• _Listing_
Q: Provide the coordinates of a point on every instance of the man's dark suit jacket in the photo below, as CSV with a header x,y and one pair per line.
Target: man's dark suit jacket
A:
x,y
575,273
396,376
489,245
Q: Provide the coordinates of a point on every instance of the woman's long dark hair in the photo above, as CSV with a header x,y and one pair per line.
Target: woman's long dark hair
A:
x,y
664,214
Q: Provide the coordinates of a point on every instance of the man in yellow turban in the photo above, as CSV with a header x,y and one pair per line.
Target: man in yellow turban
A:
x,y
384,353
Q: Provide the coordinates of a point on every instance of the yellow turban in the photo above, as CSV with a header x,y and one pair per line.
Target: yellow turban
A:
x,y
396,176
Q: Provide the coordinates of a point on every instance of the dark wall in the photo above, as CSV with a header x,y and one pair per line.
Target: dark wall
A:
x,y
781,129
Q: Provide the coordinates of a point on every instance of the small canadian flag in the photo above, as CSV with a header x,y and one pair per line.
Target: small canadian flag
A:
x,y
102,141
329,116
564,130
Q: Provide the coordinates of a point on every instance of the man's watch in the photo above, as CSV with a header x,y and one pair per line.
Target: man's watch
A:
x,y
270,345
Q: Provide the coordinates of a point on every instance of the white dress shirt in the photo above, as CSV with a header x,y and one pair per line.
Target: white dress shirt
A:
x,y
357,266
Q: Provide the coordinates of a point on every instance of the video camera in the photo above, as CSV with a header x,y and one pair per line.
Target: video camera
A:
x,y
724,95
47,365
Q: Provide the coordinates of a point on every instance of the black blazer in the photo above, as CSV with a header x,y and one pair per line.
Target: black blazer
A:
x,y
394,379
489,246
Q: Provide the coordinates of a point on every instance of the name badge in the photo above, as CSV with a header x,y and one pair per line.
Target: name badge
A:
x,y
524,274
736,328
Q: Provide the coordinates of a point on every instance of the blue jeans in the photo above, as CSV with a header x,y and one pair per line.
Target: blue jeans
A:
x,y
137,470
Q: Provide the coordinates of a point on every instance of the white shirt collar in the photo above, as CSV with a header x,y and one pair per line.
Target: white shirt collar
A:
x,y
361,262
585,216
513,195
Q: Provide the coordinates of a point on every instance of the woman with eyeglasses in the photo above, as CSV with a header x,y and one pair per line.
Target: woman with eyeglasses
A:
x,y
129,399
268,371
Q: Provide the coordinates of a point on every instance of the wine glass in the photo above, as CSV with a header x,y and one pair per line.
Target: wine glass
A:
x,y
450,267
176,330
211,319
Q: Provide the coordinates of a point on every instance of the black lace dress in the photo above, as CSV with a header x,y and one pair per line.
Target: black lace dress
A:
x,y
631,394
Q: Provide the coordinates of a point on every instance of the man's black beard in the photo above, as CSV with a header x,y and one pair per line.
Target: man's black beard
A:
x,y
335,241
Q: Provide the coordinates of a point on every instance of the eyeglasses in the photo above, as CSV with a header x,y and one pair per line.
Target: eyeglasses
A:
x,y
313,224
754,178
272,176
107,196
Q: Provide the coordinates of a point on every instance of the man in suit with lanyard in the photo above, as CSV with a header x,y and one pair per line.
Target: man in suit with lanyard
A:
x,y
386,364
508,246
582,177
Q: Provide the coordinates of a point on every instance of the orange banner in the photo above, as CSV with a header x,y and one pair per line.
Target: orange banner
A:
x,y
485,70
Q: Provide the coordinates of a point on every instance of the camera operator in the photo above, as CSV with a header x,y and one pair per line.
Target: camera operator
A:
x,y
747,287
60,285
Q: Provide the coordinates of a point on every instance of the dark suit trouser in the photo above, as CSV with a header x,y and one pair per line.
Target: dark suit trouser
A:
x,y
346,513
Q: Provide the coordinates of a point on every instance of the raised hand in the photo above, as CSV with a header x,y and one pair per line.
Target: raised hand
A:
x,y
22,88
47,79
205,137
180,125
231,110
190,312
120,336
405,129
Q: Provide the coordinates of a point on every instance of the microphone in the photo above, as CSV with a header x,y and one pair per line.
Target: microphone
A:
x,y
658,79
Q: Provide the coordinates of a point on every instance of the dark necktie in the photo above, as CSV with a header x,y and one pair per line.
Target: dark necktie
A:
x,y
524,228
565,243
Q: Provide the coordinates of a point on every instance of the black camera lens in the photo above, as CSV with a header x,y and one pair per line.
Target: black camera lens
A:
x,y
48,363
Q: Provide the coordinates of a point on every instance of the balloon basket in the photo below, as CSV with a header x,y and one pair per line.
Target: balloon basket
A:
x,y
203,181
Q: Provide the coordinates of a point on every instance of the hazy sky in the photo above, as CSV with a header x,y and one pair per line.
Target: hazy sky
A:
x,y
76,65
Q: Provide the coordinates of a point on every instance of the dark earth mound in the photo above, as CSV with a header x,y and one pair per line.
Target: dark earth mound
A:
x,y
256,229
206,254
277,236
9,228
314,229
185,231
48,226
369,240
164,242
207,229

• _Stated goal_
Write out the lines above from the one containing "of the microphone" through the last, exactly as they are.

• _Answer in full_
Q: Provide the coordinates of a point on every instance of the microphone in the photo above, as CSV with a header x,y and one pair per line.
Target: microphone
A:
x,y
658,79
Q: Provide the coordinates of a point on every instance of the dark necktie in the photo above, as CSV with a header x,y and one pair per line.
Target: dark necktie
A:
x,y
524,228
565,243
Q: Provide the coordinates of a point on every instance of the black camera lens in the photo above, as CSV with a header x,y and one pair per line.
Target: black camera lens
A:
x,y
48,363
Q: Provide the coordinates of a point on every instance of the balloon basket in the photo below, as CSV with a header x,y and one pair per line.
Target: balloon basket
A:
x,y
203,181
Q: Provide the coordinates of a point on every instance of the hazy sky in the photo above, as CSV with a header x,y and one pair per line.
Target: hazy sky
A:
x,y
76,65
Q: Provide the coordinates of a point on every instance of the dark earth mound in the photo above, as CSV with a header x,y and one pair per line.
Target: dark earth mound
A:
x,y
256,229
206,254
277,236
9,228
314,229
185,231
48,226
369,240
164,242
207,229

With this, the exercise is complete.